== TEXT SECTION ==
This analysis from experts on the ethics of pandemic drug and vaccine research raises significant concerns about promoting the use of unproven off-label uses drugs as part of COVID-19 response efforts.
While acknowledging there is limited evidence for its effectiveness, and that he is neither a research scientist or a physician, President Trump has tweeted and stated multiple times at recent COVID-19 press briefings his support for the use of hydroxychloriquine, a common malaria drug, as a preventative against Coronavirus. As he stated at the April 4, 2020 press briefing, “There is a possibility – a possibility – and I say it: what do you have to lose? I’ll say it again: what do you have to lose? Take it. I really think they should take it. But it’s their choice and it’s their doctor’s choice, or the doctors in the hospital. But hydroxychloroquine. Try it, if you like.”
In a recent blog post on the Health Affairs health policy journal web site, Drs. Holly Fernandez Lynch, Alison Bateman House, and Arthur L. Caplan answer the “What do you have to lose?” question with: quite a lot.
===
Reproduce the passage on off-label COVID-19 drug use in full, word for word.
== SUPPLIED INFORMATION ==
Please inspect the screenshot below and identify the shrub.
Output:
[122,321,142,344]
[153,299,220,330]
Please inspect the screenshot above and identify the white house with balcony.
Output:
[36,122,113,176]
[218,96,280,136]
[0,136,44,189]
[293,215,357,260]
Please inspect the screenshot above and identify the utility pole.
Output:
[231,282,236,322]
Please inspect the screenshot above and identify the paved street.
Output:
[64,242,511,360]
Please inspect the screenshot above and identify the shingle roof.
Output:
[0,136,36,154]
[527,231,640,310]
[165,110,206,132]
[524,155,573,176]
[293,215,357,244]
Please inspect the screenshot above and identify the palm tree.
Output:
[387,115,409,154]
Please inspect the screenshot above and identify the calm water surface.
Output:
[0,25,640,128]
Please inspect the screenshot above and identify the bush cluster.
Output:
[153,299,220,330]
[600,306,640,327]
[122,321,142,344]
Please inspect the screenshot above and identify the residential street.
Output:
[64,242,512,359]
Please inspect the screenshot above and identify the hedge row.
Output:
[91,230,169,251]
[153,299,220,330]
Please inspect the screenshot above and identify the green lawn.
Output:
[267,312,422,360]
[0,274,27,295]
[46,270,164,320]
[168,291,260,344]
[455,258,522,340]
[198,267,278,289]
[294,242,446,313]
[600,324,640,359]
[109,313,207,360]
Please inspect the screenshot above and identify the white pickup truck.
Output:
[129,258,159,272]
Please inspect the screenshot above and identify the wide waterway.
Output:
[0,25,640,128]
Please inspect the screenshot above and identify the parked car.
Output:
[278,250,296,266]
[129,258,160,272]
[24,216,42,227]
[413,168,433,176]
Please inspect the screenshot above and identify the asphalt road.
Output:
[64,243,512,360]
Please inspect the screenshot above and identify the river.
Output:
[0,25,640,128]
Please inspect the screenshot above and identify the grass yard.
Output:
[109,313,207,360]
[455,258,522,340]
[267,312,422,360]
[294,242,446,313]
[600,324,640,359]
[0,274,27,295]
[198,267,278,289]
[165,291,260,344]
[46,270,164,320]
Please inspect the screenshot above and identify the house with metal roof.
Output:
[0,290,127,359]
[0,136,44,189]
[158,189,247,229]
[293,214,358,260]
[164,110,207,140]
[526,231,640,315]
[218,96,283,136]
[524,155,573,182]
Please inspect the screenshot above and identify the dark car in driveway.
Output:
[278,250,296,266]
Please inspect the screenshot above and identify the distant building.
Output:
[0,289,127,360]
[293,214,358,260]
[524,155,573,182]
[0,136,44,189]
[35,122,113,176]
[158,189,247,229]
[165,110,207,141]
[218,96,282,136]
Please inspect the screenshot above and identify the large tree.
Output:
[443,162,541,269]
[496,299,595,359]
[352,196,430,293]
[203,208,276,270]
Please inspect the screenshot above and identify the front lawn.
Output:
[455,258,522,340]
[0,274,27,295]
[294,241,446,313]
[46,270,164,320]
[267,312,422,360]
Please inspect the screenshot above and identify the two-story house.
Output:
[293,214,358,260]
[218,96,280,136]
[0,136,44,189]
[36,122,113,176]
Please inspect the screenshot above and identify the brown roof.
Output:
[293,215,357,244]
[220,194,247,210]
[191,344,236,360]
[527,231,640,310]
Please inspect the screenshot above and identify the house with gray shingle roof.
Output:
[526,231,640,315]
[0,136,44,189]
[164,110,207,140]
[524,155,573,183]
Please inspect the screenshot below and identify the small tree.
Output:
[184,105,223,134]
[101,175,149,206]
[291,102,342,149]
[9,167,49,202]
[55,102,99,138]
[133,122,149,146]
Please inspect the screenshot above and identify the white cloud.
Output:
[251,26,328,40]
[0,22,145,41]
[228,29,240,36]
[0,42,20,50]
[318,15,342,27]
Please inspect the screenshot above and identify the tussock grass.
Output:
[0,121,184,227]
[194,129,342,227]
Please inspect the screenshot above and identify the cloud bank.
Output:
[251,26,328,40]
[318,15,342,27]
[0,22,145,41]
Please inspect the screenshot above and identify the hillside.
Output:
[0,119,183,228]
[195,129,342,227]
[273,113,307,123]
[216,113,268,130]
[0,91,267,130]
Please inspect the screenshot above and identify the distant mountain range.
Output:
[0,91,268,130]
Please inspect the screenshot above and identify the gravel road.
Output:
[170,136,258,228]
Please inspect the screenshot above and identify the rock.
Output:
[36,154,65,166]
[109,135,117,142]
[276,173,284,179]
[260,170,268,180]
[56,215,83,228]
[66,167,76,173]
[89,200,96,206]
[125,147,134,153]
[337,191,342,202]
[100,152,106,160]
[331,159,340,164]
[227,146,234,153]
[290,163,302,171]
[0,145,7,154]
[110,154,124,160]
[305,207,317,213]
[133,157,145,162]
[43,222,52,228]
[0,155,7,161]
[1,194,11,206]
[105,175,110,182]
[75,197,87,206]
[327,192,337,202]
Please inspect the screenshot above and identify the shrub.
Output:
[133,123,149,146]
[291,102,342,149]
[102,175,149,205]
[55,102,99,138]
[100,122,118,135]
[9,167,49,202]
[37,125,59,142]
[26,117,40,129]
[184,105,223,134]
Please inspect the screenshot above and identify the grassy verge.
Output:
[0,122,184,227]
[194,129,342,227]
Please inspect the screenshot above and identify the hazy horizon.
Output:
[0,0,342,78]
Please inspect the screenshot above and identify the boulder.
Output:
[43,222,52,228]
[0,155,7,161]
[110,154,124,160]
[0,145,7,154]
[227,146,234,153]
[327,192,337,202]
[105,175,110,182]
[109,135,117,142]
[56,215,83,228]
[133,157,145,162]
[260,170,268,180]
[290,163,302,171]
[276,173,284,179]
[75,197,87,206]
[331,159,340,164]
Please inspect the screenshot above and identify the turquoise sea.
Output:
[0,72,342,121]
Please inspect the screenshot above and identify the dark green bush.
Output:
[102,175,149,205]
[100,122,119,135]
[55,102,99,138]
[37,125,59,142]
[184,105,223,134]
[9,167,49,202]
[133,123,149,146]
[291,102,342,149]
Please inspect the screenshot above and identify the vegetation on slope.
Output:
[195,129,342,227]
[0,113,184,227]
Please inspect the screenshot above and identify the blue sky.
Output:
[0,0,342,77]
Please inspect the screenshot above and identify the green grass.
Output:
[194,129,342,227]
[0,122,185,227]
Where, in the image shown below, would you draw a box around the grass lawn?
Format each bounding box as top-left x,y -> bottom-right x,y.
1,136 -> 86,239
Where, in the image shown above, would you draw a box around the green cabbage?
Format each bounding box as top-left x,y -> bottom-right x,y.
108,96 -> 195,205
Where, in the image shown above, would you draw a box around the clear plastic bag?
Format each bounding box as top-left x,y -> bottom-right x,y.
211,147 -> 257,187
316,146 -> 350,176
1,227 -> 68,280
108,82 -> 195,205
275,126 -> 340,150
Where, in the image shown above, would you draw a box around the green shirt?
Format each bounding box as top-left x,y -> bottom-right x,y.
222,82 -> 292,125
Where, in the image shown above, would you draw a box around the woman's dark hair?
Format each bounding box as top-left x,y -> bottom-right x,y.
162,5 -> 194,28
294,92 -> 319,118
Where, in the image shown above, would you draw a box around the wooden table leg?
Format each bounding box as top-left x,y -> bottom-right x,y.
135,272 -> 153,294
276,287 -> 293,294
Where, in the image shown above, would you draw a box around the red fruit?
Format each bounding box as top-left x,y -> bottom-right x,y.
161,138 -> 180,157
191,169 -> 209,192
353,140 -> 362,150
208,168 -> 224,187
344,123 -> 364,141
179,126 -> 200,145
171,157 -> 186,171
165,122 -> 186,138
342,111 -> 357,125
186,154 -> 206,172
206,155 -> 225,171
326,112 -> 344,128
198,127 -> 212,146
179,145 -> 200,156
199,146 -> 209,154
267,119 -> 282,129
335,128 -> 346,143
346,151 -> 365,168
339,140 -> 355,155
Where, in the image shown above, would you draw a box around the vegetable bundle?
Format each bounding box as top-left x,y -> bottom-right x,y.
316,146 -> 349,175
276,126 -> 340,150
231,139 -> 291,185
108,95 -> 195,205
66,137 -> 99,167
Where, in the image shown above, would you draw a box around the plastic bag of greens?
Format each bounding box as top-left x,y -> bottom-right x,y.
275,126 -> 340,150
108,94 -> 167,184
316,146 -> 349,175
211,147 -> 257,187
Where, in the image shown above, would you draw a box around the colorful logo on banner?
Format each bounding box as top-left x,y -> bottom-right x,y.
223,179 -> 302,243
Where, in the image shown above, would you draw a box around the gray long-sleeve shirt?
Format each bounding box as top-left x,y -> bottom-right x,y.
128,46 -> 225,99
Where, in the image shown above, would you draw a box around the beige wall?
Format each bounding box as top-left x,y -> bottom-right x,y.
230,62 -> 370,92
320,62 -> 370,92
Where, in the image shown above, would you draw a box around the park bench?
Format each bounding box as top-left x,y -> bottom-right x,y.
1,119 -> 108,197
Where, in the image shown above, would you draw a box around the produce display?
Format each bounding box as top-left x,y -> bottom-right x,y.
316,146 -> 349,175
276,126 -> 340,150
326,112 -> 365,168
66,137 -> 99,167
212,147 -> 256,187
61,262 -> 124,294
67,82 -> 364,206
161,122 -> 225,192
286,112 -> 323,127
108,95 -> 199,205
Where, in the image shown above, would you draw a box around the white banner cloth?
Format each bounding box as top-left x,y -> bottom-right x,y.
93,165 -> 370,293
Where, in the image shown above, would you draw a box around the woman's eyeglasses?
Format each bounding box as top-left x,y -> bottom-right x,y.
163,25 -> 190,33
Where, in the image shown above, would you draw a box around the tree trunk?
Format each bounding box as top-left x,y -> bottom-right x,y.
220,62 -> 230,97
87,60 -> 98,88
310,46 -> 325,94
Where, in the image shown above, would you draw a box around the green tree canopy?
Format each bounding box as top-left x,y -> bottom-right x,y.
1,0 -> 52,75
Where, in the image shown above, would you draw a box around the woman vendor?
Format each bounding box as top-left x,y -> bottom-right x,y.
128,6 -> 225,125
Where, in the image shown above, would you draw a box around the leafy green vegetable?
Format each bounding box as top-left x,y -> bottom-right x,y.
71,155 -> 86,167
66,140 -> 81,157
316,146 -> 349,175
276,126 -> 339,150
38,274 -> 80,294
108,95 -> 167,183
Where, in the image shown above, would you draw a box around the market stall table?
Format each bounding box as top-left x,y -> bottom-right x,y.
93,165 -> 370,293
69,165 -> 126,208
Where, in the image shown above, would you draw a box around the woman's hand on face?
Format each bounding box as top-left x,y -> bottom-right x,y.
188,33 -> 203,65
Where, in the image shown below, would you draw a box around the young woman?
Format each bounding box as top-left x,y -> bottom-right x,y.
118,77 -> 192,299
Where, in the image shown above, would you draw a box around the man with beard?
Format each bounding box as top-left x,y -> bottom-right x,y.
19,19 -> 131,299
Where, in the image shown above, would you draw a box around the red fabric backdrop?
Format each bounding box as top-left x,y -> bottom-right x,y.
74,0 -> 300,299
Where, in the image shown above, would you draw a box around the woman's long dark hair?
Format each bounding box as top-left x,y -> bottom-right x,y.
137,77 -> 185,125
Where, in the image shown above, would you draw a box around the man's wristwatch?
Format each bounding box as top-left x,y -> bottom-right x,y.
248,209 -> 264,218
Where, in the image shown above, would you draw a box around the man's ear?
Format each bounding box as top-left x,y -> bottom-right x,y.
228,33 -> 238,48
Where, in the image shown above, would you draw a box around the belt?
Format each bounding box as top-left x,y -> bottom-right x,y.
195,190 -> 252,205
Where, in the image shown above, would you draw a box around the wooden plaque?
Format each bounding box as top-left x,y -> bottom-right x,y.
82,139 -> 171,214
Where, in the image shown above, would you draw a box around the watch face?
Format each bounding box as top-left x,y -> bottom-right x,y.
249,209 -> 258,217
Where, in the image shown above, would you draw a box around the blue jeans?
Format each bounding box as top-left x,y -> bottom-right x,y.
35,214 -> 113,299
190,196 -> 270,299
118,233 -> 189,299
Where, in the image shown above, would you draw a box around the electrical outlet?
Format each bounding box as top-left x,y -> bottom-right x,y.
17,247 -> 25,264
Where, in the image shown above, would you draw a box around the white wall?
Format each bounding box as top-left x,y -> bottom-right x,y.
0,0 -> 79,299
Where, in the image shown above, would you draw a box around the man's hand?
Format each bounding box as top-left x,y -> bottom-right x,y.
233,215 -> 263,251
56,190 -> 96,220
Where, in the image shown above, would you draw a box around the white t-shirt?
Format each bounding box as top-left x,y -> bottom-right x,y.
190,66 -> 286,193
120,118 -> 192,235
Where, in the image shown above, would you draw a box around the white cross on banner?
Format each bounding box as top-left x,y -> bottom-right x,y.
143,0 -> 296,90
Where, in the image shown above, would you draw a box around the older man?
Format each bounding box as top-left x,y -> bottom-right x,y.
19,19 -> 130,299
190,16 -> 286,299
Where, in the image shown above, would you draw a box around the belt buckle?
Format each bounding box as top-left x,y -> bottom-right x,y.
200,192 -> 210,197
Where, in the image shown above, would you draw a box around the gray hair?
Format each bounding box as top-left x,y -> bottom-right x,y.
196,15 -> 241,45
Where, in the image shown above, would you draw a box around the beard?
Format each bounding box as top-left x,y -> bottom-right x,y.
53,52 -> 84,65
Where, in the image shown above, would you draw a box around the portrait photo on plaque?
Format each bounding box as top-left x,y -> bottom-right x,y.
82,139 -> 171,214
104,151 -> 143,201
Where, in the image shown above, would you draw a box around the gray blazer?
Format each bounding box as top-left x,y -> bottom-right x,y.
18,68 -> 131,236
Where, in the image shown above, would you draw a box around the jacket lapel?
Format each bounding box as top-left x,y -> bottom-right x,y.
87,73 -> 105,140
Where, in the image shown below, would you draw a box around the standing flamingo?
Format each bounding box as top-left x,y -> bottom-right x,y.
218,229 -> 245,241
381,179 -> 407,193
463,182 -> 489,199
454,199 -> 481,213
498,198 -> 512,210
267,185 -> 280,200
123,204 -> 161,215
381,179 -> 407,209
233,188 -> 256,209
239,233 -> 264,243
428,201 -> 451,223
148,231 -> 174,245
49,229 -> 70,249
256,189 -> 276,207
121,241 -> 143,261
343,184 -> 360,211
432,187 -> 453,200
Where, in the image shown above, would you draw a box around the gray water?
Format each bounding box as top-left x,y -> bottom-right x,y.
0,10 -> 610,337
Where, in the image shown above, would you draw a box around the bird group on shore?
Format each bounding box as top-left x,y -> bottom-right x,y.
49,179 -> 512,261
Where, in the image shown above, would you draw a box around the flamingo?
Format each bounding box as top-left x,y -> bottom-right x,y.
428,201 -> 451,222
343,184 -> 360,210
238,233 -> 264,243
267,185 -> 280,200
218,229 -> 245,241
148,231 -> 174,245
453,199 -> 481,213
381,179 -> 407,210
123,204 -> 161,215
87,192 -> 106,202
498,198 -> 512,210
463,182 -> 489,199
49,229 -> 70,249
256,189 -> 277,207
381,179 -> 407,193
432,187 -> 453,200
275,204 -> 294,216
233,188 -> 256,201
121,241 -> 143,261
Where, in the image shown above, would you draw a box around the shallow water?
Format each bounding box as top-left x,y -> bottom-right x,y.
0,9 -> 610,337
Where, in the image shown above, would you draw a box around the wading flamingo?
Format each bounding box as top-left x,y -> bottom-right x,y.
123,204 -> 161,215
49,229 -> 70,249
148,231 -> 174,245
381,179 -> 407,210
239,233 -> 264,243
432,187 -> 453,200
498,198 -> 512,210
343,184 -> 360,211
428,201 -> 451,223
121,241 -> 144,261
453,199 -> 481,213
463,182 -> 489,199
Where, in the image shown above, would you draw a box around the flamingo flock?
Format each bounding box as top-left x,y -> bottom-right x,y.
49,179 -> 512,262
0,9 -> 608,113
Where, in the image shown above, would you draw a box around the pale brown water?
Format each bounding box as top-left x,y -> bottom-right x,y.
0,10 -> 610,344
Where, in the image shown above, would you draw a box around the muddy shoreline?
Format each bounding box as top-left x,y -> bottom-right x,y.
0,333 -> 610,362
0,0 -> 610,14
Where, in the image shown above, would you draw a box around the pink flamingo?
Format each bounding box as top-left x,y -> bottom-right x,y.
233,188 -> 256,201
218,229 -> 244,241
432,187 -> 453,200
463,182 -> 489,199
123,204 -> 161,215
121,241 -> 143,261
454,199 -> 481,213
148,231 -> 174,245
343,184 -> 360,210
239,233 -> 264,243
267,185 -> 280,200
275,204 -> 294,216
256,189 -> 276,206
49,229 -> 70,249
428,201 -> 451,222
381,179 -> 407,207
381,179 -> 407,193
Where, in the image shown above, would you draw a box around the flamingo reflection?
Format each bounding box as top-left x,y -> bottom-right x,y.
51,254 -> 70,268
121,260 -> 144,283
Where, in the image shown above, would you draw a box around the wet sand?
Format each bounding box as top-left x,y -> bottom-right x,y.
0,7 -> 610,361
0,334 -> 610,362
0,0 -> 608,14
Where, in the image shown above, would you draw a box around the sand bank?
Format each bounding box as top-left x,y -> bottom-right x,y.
===
> [YOUR RESPONSE]
This analysis from experts on the ethics of pandemic drug and vaccine research raises significant concerns about promoting the use of unproven off-label uses drugs as part of COVID-19 response efforts.
While acknowledging there is limited evidence for its effectiveness, and that he is neither a research scientist or a physician, President Trump has tweeted and stated multiple times at recent COVID-19 press briefings his support for the use of hydroxychloriquine, a common malaria drug, as a preventative against Coronavirus. As he stated at the April 4, 2020 press briefing, “There is a possibility – a possibility – and I say it: what do you have to lose? I’ll say it again: what do you have to lose? Take it. I really think they should take it. But it’s their choice and it’s their doctor’s choice, or the doctors in the hospital. But hydroxychloroquine. Try it, if you like.”
In a recent blog post on the Health Affairs health policy journal web site, Drs. Holly Fernandez Lynch, Alison Bateman House, and Arthur L. Caplan answer the “What do you have to lose?” question with: quite a lot.